> **Set problem**
Return every line in the entries below that contains the string "jersey", matching case exactly.

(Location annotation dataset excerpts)
** BEGIN **

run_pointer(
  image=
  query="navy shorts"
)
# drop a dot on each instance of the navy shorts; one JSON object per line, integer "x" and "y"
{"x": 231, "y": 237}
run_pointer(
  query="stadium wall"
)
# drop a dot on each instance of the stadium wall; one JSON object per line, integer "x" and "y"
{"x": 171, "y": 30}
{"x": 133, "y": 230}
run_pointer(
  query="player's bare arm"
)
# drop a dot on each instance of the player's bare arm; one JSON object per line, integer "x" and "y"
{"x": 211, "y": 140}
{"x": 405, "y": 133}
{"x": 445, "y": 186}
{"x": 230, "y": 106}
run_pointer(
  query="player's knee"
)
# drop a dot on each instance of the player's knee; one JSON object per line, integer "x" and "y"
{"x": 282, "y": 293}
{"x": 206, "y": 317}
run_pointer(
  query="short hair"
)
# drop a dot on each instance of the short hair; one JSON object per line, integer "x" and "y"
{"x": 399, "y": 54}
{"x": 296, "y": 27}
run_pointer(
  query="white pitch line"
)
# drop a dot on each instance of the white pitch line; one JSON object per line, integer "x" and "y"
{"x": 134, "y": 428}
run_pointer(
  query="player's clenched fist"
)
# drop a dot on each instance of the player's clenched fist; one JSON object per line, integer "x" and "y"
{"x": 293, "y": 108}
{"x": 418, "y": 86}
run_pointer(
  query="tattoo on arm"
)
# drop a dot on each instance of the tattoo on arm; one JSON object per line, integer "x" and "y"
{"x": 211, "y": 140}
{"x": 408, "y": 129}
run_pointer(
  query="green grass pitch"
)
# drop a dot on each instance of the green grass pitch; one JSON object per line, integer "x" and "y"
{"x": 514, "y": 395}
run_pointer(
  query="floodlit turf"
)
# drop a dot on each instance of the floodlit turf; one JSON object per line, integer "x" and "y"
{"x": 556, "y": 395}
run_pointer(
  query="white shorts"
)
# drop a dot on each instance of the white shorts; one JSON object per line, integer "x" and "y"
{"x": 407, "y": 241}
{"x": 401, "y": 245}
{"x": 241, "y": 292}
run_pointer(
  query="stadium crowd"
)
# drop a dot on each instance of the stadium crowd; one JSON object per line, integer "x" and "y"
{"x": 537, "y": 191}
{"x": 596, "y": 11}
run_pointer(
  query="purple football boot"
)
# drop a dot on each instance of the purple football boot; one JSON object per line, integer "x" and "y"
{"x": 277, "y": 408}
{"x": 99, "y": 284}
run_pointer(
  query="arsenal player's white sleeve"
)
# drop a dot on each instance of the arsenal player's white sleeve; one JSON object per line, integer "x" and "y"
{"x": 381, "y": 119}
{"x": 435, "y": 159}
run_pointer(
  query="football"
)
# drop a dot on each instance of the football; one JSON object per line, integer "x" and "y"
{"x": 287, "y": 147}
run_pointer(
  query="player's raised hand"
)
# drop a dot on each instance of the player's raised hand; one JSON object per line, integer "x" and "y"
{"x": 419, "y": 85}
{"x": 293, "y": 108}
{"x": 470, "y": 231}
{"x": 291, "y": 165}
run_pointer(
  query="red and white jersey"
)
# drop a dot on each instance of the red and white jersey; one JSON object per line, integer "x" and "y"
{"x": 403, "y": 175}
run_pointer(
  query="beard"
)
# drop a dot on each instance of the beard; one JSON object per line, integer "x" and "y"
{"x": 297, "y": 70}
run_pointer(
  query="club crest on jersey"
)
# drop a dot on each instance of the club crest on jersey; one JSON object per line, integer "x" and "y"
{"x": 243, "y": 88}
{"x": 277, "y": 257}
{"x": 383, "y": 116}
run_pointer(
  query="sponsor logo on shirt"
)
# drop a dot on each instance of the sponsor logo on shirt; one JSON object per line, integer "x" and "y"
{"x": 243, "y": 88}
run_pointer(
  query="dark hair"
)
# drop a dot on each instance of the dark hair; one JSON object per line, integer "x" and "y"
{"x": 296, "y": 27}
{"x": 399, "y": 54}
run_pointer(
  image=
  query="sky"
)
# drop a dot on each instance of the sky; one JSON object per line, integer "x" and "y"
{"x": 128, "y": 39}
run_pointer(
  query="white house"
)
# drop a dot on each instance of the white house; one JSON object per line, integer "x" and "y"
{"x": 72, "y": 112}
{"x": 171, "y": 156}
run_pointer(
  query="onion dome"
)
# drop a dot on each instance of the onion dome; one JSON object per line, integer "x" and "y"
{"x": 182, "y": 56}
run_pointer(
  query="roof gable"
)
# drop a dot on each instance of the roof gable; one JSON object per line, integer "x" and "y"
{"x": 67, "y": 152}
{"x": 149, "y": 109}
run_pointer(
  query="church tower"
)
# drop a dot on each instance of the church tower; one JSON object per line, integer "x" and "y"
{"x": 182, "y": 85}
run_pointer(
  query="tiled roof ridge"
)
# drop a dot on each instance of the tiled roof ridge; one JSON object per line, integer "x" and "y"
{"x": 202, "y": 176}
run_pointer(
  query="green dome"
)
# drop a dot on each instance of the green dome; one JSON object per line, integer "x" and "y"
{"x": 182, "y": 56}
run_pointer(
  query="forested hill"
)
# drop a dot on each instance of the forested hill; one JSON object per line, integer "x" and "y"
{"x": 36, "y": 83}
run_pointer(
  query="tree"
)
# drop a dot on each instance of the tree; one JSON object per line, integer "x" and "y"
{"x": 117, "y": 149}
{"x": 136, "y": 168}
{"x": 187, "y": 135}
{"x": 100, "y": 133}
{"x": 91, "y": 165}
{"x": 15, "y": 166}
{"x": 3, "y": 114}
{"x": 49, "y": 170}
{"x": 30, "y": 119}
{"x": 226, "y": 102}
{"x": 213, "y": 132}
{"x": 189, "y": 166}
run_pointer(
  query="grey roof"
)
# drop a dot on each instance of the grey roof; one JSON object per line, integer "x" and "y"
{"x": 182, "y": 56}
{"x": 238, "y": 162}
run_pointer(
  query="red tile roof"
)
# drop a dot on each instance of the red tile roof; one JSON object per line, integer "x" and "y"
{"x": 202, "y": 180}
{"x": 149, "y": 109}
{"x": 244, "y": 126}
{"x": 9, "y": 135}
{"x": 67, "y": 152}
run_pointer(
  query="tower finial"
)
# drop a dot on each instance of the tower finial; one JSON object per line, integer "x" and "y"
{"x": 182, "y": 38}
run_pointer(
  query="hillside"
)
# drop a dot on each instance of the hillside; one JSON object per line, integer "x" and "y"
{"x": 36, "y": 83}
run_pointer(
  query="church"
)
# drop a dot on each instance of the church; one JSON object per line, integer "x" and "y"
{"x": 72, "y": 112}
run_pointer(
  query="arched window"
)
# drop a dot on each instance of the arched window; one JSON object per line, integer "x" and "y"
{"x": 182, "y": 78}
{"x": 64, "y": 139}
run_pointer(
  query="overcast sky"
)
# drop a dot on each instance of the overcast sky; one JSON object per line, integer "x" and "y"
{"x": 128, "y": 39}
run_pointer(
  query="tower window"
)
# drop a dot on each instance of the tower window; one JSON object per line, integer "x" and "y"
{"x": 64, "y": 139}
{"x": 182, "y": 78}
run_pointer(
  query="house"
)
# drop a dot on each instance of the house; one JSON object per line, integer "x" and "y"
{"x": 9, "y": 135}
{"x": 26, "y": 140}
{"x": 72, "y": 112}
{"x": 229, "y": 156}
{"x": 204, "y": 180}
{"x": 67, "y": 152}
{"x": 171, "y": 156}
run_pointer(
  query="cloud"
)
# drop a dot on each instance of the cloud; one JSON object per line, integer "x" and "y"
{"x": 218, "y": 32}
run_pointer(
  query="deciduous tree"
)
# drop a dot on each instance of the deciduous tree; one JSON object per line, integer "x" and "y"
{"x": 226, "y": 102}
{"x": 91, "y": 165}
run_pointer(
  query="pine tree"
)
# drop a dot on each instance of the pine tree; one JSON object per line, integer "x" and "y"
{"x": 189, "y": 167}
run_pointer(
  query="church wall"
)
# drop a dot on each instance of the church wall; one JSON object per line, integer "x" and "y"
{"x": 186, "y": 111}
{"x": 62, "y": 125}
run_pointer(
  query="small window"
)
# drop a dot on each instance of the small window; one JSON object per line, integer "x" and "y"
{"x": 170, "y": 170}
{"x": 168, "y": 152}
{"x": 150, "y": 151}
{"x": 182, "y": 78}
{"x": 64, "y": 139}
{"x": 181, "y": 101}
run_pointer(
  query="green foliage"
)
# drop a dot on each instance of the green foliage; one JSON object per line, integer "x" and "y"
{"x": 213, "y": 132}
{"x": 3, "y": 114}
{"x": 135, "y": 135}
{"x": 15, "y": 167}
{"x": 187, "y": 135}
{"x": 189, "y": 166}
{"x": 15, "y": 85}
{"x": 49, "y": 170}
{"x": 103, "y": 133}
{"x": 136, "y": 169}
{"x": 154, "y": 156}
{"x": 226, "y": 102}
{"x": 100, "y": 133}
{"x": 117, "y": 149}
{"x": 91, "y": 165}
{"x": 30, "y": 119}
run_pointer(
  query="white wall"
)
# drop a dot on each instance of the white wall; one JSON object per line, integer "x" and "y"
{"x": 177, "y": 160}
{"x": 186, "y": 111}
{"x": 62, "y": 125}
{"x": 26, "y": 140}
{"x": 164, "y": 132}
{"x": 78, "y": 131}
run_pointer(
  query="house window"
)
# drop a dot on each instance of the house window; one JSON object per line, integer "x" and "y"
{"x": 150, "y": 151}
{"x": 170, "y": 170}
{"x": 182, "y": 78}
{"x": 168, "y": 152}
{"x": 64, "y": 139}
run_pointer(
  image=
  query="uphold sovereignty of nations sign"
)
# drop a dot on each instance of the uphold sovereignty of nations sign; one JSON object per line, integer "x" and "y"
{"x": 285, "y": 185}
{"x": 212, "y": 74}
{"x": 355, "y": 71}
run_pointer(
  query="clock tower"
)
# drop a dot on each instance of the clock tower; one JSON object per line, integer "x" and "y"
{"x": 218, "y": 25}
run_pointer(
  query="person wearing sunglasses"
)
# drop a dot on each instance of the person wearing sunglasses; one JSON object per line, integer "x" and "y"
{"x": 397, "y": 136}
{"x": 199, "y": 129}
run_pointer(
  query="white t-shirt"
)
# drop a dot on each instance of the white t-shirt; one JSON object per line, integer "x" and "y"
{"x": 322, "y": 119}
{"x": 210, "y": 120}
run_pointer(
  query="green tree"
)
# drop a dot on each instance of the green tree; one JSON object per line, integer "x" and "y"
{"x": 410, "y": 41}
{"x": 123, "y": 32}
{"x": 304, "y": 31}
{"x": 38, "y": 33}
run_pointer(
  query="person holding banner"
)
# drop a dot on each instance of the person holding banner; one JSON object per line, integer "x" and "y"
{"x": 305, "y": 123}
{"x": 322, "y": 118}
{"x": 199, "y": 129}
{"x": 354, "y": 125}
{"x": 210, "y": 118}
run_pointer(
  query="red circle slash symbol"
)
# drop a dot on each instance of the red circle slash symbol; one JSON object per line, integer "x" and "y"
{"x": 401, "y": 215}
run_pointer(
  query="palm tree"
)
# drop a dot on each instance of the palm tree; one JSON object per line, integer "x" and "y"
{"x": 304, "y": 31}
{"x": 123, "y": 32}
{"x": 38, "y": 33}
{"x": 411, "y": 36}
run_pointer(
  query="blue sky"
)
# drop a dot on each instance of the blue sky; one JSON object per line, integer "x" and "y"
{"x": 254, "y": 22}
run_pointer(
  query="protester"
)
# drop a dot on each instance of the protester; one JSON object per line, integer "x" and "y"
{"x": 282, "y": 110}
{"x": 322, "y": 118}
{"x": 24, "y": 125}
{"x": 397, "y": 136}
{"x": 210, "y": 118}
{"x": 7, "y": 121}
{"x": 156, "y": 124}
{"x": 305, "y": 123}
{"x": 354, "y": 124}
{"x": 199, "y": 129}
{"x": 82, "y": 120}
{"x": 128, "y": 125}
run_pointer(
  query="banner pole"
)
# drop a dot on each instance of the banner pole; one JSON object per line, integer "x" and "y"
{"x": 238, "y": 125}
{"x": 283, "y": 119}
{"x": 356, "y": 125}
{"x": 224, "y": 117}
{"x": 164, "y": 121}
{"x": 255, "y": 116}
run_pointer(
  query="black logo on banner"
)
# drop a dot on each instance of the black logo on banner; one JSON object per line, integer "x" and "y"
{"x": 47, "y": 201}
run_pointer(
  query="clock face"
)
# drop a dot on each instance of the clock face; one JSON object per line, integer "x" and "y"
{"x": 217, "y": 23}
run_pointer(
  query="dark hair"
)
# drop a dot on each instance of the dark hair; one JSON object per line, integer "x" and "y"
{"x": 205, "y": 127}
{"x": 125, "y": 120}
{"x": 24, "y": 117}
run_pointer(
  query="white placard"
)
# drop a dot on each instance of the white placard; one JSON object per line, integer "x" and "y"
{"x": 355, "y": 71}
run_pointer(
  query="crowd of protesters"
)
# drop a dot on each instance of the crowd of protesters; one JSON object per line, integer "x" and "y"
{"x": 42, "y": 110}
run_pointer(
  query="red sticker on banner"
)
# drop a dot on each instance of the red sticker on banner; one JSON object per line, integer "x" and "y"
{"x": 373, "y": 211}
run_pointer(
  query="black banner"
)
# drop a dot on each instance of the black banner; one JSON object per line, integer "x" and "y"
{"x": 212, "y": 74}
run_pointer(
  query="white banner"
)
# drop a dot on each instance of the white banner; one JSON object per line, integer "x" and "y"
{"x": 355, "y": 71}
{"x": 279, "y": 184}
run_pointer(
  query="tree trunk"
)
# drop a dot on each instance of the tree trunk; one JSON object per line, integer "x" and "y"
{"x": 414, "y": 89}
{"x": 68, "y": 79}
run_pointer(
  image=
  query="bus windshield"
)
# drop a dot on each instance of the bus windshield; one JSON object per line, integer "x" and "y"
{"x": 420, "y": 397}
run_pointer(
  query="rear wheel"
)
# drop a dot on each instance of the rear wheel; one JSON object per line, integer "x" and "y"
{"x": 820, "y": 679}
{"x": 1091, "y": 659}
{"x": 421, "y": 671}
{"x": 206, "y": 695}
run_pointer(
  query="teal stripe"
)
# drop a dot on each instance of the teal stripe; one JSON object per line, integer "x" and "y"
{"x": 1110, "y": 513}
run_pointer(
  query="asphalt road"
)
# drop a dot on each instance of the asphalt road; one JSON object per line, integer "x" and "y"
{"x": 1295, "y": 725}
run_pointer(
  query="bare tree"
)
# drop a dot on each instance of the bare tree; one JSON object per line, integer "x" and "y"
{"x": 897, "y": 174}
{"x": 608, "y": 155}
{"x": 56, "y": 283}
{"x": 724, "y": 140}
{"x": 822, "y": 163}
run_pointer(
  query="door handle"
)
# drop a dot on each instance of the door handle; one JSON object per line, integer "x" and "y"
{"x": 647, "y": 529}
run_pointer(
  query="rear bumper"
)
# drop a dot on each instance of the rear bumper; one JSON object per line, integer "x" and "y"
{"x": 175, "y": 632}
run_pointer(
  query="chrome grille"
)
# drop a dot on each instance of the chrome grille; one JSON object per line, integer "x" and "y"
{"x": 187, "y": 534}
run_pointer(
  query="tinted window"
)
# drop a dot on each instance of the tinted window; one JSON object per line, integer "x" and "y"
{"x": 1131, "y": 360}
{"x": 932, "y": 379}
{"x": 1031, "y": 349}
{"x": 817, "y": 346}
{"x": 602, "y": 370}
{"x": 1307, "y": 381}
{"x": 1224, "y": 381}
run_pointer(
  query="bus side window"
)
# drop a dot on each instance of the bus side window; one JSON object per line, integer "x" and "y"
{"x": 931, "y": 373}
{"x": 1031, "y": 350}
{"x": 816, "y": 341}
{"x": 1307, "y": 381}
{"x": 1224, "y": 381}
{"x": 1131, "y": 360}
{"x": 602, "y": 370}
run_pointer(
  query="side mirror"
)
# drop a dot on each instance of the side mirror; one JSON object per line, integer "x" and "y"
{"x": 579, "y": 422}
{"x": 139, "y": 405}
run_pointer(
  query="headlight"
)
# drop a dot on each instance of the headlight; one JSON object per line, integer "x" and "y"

** END **

> **Exercise answer**
  query="red and white jersey"
# drop a dot on each instance of the red and white jersey; one JSON object per line, integer "x" and "y"
  query="club crest on jersey"
# drop a dot on each instance of the club crest on jersey; one JSON object per line, integer "x" and "y"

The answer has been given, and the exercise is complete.